■ DATA SUPPLIED
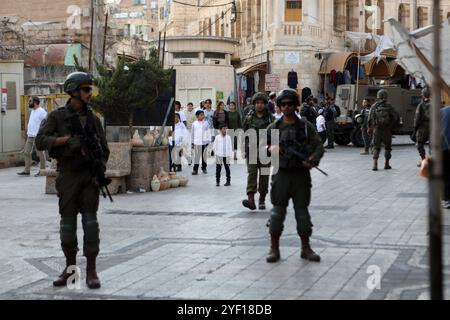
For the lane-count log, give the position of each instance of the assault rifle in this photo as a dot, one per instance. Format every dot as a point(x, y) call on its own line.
point(294, 151)
point(91, 150)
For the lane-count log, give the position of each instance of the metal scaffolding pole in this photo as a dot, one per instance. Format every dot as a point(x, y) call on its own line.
point(436, 176)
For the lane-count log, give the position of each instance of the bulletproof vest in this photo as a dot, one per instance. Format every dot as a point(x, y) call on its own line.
point(293, 143)
point(425, 108)
point(383, 114)
point(258, 123)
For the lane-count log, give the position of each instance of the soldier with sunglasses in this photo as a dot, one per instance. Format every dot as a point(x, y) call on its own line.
point(77, 186)
point(297, 137)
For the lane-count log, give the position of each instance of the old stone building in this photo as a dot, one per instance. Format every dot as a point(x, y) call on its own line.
point(303, 38)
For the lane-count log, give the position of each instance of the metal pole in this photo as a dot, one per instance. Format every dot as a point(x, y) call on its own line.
point(92, 34)
point(104, 37)
point(159, 45)
point(164, 48)
point(357, 77)
point(436, 178)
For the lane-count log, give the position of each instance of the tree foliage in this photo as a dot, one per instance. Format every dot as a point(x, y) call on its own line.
point(129, 86)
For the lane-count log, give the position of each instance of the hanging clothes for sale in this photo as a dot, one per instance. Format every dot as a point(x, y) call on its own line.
point(256, 77)
point(347, 77)
point(292, 79)
point(339, 78)
point(333, 76)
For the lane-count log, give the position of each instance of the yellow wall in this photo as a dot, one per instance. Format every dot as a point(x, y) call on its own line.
point(293, 15)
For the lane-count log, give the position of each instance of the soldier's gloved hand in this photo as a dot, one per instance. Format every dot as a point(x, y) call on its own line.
point(274, 150)
point(74, 144)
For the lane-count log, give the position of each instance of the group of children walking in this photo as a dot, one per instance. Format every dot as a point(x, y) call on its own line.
point(201, 138)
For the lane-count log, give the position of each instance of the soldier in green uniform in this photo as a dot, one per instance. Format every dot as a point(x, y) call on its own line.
point(381, 120)
point(422, 123)
point(365, 113)
point(258, 118)
point(300, 149)
point(78, 189)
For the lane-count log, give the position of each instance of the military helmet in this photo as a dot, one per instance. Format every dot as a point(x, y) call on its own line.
point(288, 94)
point(76, 79)
point(426, 92)
point(259, 96)
point(382, 94)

■ EXERCISE INSTRUCTIONS
When you repeat the records, reproduce each line exactly and drop the images.

■ EXERCISE ANSWER
For the lane-count log, give the position of each instance of the assault rifle in this photo as a dot, one per instance. Format every dot as a point(x, y) call on its own line.
point(294, 151)
point(91, 150)
For the lane-count log, give the position of each instance of the metal scaffolding pole in this photo as a dot, one per instance. Format every dot as a point(x, y) call on its own line.
point(436, 176)
For the lane-count log, give the position of each instance of the bulletproof vest in this photo as a dot, one per instance. Format every dot as a point(x, y) call on its own line.
point(293, 143)
point(425, 108)
point(383, 114)
point(258, 123)
For the lane-count log, give the position of each instance of the soldier with sunglasses in this photo as a dot, one per instance. Format every dot as a point(x, y) call on its own line.
point(77, 186)
point(297, 137)
For the lane-count log, give the position of each instance of the old stone building in this photo as a dot, one per instance. Format every dot as a point(x, y) call on its own line.
point(303, 38)
For the lane-count log, give the position of each instance of the metal pole in this photo as a dot, one per instance. Format every dot as a point(x, y) call on its own line.
point(92, 34)
point(104, 37)
point(159, 45)
point(164, 48)
point(357, 77)
point(436, 178)
For the lane-count log, give the position of each instance of the tree foliage in this photo as a dot, one per instance. Format every dot as a point(x, y) call on its own line.
point(129, 86)
For the lane-count log, give the position of each instance of the hanging clothes for sale in this photo as a dot, one per instance. Format every dot as a point(x, y) call on its own line.
point(256, 77)
point(347, 77)
point(292, 79)
point(339, 78)
point(333, 76)
For the lane-count log, give the position of each instance of the yellow wall in this photo as a dot, one per instance. Format every dot as a point(x, y) call on its own line.
point(293, 15)
For the lane-count log, give the position of each instance of the soldier's gloved hand in this photo as a dot, one per instance. Format every dot as a point(x, y) call on its own line.
point(274, 150)
point(74, 144)
For the lane-count log, give the position of each instance of the group of children walking in this photo as a dot, one per instance. Format every dot as a point(x, y) call on its own line.
point(201, 138)
For the lane-count log, give the position of each instance of the soldier in green uniform in this photo as a dot, one per instance. Format every dot as a point(x, y) call on its own line.
point(381, 120)
point(422, 123)
point(365, 113)
point(258, 118)
point(300, 149)
point(78, 189)
For the lane-count log, give the position of each instance of the military helmet in this photo as a dot, one per instance. Format every dot as a point(x, y) call on its own line.
point(288, 94)
point(76, 79)
point(426, 92)
point(259, 96)
point(382, 94)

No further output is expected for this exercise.